# [Exercise objective]
Give each entry back by retyping it exactly as written.

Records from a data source

───

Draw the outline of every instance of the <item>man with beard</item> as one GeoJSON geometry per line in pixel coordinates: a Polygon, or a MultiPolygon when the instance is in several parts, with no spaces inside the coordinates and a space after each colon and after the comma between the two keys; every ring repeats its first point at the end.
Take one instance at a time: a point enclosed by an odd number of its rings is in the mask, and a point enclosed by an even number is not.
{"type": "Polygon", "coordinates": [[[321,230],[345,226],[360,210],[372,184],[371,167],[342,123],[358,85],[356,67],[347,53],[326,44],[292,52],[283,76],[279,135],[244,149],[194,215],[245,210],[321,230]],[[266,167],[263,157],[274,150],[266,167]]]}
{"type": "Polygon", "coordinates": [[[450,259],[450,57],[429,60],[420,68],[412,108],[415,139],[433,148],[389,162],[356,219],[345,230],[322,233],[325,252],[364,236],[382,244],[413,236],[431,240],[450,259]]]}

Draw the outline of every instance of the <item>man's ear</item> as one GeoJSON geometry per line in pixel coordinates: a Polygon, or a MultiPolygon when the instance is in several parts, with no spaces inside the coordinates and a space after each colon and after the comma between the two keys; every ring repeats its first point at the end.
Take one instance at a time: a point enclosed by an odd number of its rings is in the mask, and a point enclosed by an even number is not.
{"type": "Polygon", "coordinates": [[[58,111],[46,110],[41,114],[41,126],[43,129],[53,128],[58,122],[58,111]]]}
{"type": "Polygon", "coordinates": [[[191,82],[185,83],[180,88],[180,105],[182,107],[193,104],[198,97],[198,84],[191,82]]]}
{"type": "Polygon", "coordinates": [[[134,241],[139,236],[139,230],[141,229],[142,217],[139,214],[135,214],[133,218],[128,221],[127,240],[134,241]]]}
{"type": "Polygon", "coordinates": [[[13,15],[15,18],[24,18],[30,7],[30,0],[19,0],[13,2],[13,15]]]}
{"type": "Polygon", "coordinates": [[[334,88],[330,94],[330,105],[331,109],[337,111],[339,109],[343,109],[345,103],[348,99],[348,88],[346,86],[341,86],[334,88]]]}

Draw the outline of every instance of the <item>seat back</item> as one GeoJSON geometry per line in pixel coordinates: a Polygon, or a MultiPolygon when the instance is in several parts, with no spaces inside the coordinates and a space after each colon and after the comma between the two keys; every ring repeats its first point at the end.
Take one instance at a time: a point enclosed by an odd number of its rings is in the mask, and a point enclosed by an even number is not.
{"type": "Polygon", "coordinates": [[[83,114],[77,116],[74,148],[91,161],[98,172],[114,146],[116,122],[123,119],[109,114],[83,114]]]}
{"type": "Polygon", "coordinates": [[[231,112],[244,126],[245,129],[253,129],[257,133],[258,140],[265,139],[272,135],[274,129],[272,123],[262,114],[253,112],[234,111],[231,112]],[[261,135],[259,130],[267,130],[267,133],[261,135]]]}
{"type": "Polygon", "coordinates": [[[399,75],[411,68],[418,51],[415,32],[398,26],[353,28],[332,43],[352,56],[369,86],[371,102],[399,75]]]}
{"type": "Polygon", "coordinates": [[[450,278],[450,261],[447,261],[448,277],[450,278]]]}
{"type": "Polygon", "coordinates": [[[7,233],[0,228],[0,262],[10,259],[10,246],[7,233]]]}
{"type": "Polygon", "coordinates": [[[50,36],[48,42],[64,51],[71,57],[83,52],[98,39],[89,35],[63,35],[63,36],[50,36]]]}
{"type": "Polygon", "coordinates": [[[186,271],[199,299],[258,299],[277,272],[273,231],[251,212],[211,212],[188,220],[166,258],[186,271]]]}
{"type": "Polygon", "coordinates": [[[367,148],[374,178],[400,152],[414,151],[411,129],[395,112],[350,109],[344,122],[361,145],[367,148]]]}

───

# [Answer space]
Draw the outline of every instance of the <item>man with beard</item> as one GeoJSON geometry per line in pixel coordinates: a Polygon, or a MultiPolygon when the instance is in several parts, with no spaces inside the coordinates and a space after each colon and after the comma between the two keys; every ring repeats its first point at the end.
Take one instance at a time: a point enclosed by an odd number of its rings is in the mask, and a point enclosed by an even number is not.
{"type": "Polygon", "coordinates": [[[321,230],[345,226],[360,210],[372,184],[371,167],[342,123],[358,85],[356,67],[347,53],[326,44],[292,52],[283,76],[279,135],[244,149],[194,215],[245,210],[321,230]],[[266,167],[263,157],[274,150],[266,167]]]}
{"type": "Polygon", "coordinates": [[[450,259],[450,57],[429,60],[420,68],[412,108],[415,139],[433,148],[389,162],[356,219],[345,230],[322,233],[325,252],[364,236],[382,244],[413,236],[431,240],[450,259]]]}

Draw the outline of every instance of the <item>man's ear</item> as one GeoJSON geometry per line in pixel coordinates: a Polygon, or a MultiPolygon when the instance is in several parts, with no spaces inside the coordinates and a space after each colon and after the comma between the two keys; every ring repeats its first point at the end.
Take one instance at a time: a point enclosed by an odd number of its rings is in the mask, and a point enclosed by an even number is not.
{"type": "Polygon", "coordinates": [[[58,111],[46,110],[41,114],[41,126],[43,129],[53,128],[58,122],[58,111]]]}
{"type": "Polygon", "coordinates": [[[191,82],[185,83],[180,88],[180,105],[182,107],[193,104],[198,97],[198,84],[191,82]]]}
{"type": "Polygon", "coordinates": [[[134,241],[139,236],[139,230],[141,229],[142,217],[139,214],[135,214],[133,218],[128,221],[127,240],[134,241]]]}
{"type": "Polygon", "coordinates": [[[13,15],[15,18],[24,18],[30,7],[30,0],[19,0],[13,2],[13,15]]]}
{"type": "Polygon", "coordinates": [[[334,88],[330,94],[330,105],[331,109],[337,111],[339,109],[343,109],[345,103],[348,99],[348,88],[346,86],[341,86],[334,88]]]}

Draw the outline of every instance of the <item>seat back</item> as one GeoJSON geometry per line in pixel coordinates: a Polygon, or a MultiPolygon when the instance is in several parts, with no spaces inside the coordinates and a space after each colon and after the comma between the two keys; every ring repeats its first point at the end.
Take one instance at a time: a point enclosed by an odd number of its rings is in the mask, and a point enclosed by an even number is not.
{"type": "Polygon", "coordinates": [[[83,114],[77,116],[74,148],[91,161],[98,172],[114,146],[116,122],[123,119],[109,114],[83,114]]]}
{"type": "Polygon", "coordinates": [[[231,112],[244,126],[245,129],[253,129],[257,133],[258,140],[265,139],[272,135],[274,129],[272,123],[262,114],[253,112],[234,111],[231,112]],[[261,135],[259,130],[267,130],[267,133],[261,135]]]}
{"type": "Polygon", "coordinates": [[[399,75],[411,68],[418,51],[415,32],[398,26],[353,28],[332,43],[352,56],[369,86],[371,102],[399,75]]]}
{"type": "Polygon", "coordinates": [[[450,278],[450,261],[447,261],[448,277],[450,278]]]}
{"type": "Polygon", "coordinates": [[[7,233],[0,228],[0,262],[10,259],[10,246],[7,233]]]}
{"type": "Polygon", "coordinates": [[[50,36],[48,42],[64,51],[71,57],[83,52],[98,39],[89,35],[63,35],[63,36],[50,36]]]}
{"type": "Polygon", "coordinates": [[[186,271],[199,299],[258,299],[277,272],[273,231],[251,212],[211,212],[188,220],[166,258],[186,271]]]}
{"type": "Polygon", "coordinates": [[[367,148],[374,178],[400,152],[414,151],[411,129],[395,112],[350,109],[344,122],[361,145],[367,148]]]}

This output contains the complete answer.